### Written exercise:
Gather each line in the rows below that contains the word "fruit".

### Working data:
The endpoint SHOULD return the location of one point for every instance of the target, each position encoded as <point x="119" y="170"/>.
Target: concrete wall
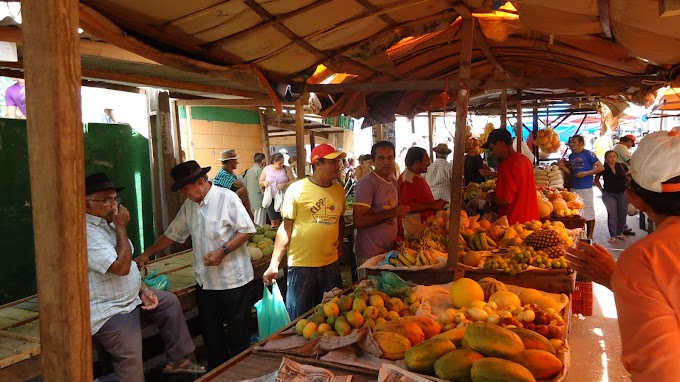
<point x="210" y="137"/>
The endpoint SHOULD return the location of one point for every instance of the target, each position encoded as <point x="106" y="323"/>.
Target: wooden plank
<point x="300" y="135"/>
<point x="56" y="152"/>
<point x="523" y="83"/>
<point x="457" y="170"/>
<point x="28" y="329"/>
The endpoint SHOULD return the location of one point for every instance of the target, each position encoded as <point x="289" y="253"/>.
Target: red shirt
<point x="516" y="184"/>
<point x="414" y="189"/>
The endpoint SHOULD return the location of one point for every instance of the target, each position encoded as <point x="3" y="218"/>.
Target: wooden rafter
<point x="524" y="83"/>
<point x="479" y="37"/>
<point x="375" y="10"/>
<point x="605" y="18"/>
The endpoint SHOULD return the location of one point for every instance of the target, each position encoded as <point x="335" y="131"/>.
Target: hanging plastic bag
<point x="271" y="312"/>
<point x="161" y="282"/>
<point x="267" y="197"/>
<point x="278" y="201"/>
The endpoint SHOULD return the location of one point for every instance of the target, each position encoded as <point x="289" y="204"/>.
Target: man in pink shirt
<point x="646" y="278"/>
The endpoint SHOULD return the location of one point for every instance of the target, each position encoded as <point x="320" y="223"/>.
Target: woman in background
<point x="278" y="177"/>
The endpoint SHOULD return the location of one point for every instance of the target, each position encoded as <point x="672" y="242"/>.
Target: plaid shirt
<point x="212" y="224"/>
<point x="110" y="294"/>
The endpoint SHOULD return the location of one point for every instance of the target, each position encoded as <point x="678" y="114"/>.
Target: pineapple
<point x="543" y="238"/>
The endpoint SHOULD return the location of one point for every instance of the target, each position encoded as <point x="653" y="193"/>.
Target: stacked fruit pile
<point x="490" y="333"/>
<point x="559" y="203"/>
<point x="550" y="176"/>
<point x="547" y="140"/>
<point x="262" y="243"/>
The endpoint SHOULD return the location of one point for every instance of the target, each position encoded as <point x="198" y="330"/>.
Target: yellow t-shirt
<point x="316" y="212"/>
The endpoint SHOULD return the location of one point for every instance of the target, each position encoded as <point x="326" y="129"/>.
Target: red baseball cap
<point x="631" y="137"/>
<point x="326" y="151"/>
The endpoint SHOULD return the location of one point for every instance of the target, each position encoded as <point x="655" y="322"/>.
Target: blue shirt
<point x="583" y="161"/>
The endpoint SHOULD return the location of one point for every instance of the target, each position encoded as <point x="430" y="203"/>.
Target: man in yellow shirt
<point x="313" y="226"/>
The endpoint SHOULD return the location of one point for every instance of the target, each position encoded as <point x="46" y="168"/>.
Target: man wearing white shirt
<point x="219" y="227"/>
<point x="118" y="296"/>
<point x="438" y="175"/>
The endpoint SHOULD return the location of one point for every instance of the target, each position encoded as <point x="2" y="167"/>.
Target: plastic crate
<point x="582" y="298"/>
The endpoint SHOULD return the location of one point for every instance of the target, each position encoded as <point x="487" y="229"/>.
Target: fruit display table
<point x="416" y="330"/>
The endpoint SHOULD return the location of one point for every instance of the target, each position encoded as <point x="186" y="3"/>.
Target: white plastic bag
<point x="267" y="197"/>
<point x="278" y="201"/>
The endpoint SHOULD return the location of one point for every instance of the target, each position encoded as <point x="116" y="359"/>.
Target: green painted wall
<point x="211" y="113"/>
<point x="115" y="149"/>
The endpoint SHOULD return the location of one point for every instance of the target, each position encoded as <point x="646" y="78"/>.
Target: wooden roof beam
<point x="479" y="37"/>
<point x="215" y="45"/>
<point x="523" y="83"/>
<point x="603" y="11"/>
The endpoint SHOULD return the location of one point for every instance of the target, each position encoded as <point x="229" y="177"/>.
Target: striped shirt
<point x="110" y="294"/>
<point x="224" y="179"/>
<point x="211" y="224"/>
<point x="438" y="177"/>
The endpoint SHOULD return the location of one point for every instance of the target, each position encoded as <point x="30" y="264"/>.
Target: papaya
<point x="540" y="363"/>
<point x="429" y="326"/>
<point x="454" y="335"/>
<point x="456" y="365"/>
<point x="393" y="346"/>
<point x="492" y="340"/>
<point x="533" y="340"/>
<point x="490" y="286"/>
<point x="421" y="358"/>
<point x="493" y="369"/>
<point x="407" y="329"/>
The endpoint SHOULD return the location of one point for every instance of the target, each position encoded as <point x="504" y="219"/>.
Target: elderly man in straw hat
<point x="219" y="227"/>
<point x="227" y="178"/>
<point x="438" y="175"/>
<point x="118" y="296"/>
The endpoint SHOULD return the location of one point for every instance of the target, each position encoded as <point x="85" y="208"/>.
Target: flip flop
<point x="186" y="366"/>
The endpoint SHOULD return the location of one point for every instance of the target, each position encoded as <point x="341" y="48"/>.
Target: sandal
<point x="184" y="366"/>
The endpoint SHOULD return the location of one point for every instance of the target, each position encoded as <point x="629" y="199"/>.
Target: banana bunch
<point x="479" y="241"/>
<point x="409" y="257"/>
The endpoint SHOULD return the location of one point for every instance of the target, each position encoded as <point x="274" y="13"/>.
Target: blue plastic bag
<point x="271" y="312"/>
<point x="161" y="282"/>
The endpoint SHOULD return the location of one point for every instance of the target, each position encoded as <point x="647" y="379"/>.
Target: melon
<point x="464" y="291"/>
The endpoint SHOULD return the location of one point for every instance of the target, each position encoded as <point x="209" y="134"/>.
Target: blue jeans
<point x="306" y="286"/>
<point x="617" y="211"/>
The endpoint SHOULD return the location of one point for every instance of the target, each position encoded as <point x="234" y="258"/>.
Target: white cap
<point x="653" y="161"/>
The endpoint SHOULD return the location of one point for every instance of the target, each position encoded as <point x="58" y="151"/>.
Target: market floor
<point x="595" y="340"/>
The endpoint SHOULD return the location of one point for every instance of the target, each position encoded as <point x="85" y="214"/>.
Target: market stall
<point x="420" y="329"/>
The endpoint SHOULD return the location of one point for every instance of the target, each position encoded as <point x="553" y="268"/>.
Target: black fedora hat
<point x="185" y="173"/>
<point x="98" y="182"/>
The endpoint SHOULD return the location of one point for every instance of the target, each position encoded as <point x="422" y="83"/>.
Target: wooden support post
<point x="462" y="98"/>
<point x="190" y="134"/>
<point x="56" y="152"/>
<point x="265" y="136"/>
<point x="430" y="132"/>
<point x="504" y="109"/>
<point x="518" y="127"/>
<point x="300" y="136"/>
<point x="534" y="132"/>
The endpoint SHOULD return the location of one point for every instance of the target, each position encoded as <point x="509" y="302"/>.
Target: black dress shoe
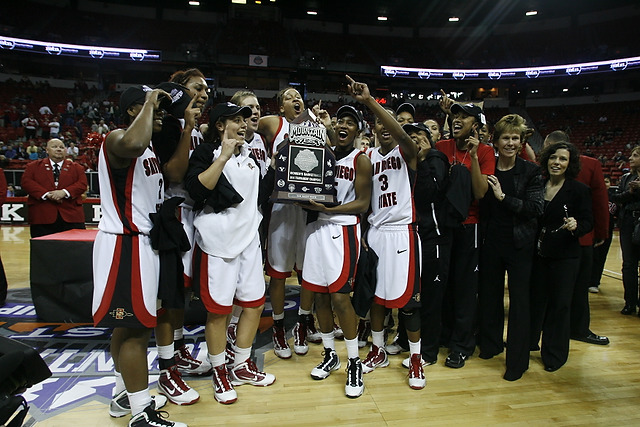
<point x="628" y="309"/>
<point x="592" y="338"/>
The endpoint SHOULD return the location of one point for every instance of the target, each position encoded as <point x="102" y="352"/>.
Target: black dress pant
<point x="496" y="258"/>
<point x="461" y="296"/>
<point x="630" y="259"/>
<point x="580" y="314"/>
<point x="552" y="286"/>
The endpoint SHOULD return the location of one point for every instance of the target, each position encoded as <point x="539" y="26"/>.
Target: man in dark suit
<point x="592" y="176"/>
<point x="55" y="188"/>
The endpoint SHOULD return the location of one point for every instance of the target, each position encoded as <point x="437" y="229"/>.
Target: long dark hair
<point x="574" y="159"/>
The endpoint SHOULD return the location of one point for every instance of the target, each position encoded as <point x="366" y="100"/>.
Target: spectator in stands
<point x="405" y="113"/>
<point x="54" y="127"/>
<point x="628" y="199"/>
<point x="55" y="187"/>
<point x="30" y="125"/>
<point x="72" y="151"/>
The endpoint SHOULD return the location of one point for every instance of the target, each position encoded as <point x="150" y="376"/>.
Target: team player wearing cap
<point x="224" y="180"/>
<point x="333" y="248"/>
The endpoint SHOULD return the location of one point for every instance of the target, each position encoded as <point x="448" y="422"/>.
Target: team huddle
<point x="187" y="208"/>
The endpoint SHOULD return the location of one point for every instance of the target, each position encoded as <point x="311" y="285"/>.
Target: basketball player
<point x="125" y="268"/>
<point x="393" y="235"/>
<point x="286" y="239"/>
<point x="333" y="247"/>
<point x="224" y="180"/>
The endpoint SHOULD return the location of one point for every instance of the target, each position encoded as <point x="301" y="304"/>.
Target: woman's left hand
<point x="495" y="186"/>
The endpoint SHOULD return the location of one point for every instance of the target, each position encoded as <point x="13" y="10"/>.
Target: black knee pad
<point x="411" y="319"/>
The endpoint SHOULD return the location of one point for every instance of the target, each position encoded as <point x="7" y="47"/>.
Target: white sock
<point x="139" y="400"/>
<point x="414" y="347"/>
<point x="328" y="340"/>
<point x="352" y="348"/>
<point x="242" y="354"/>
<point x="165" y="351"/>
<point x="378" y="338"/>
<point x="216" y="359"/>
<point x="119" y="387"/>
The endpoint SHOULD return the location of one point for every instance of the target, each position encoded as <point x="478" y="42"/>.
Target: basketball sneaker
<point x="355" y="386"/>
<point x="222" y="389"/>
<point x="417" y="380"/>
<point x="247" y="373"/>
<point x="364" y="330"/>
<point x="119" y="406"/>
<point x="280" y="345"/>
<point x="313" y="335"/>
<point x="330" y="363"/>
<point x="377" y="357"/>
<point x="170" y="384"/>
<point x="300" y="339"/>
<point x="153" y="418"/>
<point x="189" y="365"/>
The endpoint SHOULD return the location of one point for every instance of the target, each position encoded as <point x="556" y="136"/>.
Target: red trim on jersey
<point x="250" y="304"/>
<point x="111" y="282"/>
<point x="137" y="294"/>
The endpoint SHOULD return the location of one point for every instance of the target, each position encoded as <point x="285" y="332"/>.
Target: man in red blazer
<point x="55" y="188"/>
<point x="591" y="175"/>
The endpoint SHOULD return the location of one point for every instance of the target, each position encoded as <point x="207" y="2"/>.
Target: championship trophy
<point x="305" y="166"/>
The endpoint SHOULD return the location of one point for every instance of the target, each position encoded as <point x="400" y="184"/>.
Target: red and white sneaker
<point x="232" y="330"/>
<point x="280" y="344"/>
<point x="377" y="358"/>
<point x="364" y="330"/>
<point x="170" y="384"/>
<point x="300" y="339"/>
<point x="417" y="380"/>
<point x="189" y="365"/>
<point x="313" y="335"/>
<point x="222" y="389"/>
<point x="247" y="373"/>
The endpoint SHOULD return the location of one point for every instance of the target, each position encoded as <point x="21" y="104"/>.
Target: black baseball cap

### Response to the task:
Target: stacked fruit pile
Target: fruit display table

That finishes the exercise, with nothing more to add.